Beginning with the line containing "Tag every instance of the pipe" and ending with the last line of the records, set down every line exactly.

# # #

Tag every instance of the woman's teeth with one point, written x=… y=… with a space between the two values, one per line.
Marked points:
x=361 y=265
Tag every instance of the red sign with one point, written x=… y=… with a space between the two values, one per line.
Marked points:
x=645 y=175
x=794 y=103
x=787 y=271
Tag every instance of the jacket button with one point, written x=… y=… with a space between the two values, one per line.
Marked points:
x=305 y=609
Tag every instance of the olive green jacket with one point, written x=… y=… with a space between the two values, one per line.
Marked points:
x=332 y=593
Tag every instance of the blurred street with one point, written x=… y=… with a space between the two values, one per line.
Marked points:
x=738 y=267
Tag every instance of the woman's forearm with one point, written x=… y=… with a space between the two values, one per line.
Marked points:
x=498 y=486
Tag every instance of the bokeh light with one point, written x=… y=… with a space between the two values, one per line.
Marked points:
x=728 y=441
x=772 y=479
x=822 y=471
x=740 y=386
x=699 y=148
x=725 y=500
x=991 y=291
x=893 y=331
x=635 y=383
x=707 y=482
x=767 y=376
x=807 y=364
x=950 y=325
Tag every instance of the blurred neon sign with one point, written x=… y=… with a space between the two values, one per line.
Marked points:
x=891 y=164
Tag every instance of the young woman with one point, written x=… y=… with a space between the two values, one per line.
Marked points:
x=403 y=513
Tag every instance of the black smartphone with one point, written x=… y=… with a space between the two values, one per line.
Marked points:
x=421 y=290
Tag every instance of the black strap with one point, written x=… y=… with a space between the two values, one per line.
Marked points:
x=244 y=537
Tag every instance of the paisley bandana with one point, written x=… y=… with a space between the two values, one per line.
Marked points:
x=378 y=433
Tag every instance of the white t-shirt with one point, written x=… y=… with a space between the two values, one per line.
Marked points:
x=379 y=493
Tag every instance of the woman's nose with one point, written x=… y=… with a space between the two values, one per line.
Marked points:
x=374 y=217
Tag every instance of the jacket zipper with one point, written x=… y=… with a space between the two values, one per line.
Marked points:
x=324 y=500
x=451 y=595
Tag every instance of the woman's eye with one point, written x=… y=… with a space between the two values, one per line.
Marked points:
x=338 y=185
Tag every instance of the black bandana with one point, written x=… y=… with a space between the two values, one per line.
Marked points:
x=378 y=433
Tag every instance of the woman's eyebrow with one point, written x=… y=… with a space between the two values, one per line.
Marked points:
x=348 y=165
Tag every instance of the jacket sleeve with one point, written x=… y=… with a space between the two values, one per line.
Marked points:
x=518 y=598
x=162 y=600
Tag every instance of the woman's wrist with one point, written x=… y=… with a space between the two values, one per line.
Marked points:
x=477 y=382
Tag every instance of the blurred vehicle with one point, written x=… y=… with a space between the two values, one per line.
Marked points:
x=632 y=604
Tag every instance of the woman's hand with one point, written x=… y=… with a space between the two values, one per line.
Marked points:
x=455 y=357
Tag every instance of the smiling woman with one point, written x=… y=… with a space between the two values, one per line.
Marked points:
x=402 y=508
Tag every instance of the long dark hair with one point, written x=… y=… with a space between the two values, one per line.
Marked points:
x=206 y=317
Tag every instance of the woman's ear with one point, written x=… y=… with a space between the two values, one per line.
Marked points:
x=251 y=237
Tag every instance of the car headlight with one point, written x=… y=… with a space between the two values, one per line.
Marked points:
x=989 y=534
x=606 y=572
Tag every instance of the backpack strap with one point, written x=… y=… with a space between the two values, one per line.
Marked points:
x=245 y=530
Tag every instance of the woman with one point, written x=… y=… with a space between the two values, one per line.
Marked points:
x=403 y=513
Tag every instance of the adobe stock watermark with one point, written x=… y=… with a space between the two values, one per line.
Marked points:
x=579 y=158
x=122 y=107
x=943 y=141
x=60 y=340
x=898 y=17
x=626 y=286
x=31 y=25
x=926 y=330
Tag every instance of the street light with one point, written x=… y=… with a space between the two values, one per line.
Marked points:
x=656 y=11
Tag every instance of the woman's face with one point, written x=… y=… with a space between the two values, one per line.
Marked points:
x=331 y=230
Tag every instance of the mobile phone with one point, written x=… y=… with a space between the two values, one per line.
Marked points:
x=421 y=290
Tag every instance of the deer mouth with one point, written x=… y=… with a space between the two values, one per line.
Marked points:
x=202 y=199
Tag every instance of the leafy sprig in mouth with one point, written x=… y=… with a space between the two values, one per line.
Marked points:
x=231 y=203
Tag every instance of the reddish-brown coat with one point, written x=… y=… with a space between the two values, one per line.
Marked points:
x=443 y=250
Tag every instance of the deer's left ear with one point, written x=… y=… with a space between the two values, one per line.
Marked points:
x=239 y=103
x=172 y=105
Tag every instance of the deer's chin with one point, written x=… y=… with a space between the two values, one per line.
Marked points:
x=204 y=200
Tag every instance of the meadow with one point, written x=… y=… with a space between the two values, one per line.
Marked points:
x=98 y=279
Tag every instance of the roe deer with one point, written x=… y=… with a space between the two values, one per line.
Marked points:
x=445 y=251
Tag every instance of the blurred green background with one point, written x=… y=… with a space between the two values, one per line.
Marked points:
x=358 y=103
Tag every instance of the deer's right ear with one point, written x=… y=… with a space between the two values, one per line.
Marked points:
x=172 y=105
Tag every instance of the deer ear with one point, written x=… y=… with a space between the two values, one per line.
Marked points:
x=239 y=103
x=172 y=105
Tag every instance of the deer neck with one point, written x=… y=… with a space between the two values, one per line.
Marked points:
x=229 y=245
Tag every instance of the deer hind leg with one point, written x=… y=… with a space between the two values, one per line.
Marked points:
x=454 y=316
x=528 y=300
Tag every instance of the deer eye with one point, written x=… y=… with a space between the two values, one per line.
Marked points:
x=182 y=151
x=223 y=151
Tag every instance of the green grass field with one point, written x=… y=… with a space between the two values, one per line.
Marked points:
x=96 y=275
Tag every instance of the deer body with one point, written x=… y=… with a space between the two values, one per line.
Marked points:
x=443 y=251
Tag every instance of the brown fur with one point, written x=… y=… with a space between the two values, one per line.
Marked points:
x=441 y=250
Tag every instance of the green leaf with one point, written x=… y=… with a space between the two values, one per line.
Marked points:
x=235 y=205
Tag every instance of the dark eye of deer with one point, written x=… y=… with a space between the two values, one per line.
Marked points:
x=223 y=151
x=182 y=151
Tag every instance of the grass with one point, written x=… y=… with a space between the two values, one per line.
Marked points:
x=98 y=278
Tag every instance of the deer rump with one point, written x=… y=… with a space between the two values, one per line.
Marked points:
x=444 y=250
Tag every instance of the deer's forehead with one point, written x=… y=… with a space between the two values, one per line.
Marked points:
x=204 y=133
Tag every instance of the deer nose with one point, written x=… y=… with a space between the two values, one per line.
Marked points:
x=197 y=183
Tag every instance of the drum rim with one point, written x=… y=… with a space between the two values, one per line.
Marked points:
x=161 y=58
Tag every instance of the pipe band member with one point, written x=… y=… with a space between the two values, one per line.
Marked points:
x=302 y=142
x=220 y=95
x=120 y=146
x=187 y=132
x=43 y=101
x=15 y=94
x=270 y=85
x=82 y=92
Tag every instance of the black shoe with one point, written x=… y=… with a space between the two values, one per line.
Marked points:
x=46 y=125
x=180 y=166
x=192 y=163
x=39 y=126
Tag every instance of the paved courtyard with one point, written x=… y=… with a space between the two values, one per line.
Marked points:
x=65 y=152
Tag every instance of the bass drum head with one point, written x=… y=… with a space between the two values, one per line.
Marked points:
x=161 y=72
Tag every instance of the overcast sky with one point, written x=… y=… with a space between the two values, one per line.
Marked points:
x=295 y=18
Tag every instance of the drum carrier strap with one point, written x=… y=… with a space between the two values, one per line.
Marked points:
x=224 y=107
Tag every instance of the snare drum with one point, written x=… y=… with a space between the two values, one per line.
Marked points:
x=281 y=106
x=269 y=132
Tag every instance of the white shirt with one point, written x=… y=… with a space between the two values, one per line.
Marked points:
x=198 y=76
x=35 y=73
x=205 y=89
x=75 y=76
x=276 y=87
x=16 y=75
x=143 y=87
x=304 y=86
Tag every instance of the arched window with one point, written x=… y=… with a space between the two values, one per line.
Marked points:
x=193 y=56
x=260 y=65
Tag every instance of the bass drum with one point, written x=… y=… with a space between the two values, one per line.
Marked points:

# # #

# RESULT OF THE EXERCISE:
Tag every instance of the pipe band member with one point, written x=… y=… with a space between the two values, one per line.
Marked points:
x=302 y=142
x=220 y=95
x=120 y=146
x=187 y=132
x=43 y=101
x=15 y=94
x=270 y=85
x=82 y=92
Tag every instance of the black shoe with one point, written x=… y=… with a space between the two values, one per line.
Marked points:
x=46 y=125
x=180 y=166
x=192 y=163
x=39 y=126
Tag every instance of the paved courtyard with one point, written x=… y=… with a space between the two values, one per line.
Marked points:
x=65 y=152
Tag every instance of the bass drum head with one point, written x=… y=… with a space between the two values, one per line.
Marked points:
x=161 y=72
Tag every instance of the overcast sky with one point, written x=… y=… with a space between the two values, one per line.
Marked points:
x=295 y=18
Tag every instance of the drum carrier strap with one point, written x=… y=… with a space between the two values, one per line.
Marked points:
x=224 y=107
Tag every instance of the snare drum with one point, written x=… y=… with a space between the two values, one per line.
Marked points:
x=281 y=106
x=269 y=132
Tag every instance of the white shirt with one point, written x=… y=… with a space between the two values, one per line.
Marked points:
x=198 y=76
x=35 y=73
x=205 y=89
x=75 y=76
x=276 y=87
x=16 y=75
x=143 y=87
x=304 y=86
Tag every instance of the arched window with one point, written x=… y=… with a space between the two values, one per line.
Marked points:
x=193 y=56
x=260 y=65
Tag every instance of the bass drum with one point, written x=… y=… with a space between the two values, one per line.
Marked points:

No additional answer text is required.